> _THE INPUT_:
● ● ● ●
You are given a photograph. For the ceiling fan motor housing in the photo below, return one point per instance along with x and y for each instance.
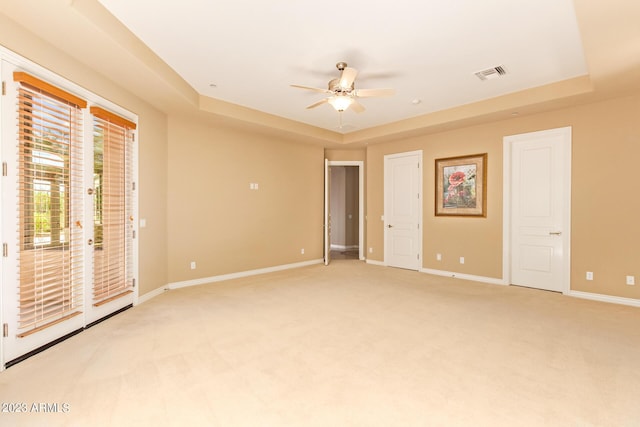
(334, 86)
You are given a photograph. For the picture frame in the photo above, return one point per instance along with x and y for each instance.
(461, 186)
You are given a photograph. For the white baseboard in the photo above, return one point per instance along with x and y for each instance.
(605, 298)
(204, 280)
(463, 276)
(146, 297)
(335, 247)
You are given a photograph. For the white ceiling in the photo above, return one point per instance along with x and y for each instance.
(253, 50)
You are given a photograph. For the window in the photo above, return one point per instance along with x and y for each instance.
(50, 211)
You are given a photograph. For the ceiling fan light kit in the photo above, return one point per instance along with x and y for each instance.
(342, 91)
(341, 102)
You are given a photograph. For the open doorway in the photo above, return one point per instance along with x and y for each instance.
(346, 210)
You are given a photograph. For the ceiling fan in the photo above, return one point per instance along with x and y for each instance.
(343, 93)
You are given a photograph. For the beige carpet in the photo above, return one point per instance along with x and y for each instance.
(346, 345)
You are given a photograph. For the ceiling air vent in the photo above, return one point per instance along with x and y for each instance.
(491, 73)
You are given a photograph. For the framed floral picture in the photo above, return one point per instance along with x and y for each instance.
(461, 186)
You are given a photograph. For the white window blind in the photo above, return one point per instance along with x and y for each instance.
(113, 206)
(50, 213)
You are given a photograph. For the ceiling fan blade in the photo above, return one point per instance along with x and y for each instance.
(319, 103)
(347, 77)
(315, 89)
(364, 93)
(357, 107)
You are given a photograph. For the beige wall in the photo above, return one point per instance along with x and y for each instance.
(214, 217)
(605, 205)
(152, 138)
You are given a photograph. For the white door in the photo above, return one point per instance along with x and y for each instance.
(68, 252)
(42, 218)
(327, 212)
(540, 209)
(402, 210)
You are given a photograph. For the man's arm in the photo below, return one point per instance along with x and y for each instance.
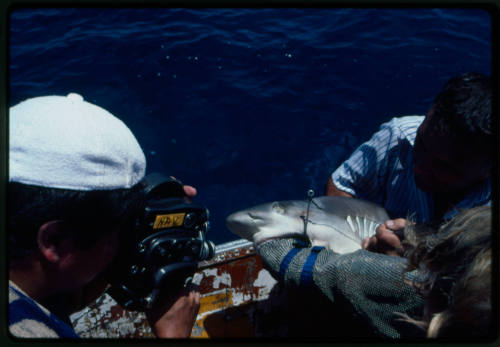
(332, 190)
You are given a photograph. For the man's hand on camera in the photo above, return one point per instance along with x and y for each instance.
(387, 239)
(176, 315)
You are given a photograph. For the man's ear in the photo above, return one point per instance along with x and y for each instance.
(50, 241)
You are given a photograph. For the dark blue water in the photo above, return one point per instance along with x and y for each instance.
● ● ● ●
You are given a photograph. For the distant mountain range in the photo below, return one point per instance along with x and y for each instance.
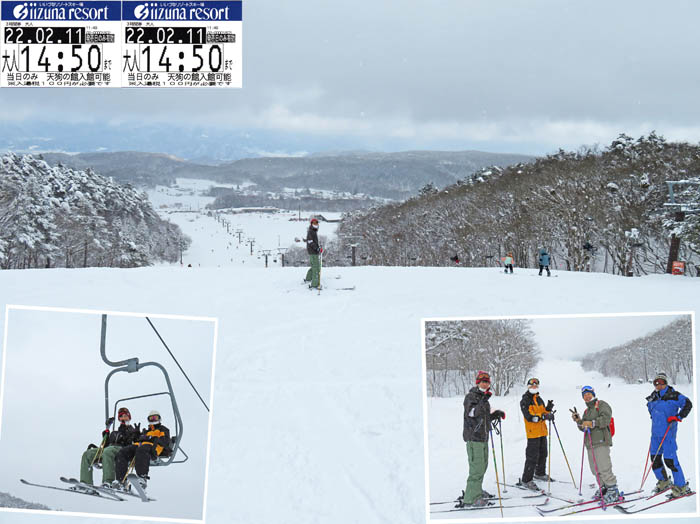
● ● ● ●
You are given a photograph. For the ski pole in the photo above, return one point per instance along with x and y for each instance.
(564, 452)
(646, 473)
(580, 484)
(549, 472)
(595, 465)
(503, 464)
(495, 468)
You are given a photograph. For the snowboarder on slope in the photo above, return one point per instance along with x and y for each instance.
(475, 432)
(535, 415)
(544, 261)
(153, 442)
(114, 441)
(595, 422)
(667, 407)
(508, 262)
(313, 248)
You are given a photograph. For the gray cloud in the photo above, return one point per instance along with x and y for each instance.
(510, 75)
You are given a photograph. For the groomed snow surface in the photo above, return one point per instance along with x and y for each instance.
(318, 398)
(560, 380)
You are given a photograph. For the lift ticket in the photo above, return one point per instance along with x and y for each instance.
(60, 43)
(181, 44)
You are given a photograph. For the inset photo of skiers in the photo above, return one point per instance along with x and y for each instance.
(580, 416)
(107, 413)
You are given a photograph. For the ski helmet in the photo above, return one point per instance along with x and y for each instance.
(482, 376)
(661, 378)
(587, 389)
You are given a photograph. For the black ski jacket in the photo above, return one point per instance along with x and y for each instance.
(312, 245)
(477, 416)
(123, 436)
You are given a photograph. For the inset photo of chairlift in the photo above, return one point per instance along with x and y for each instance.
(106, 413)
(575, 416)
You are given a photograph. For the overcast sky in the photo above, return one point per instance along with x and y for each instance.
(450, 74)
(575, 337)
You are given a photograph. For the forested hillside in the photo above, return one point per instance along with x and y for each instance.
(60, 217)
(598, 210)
● ● ● ●
> _STATED GOAL_:
Lay out the rows from the line containing "You are given a photograph. For the man's ear" through the line containing "You are given a photograph. For the dark", both included, as a numbered list, leaving out any blank lines.

> _RIGHT ANSWER_:
1. You are given a photograph. For the man's ear in the photo above, return one point per instance along with x and y for each instance.
2. (50, 241)
3. You are given a photograph. For the dark blue water in the photo above, return one point per instance along with x and y for each instance.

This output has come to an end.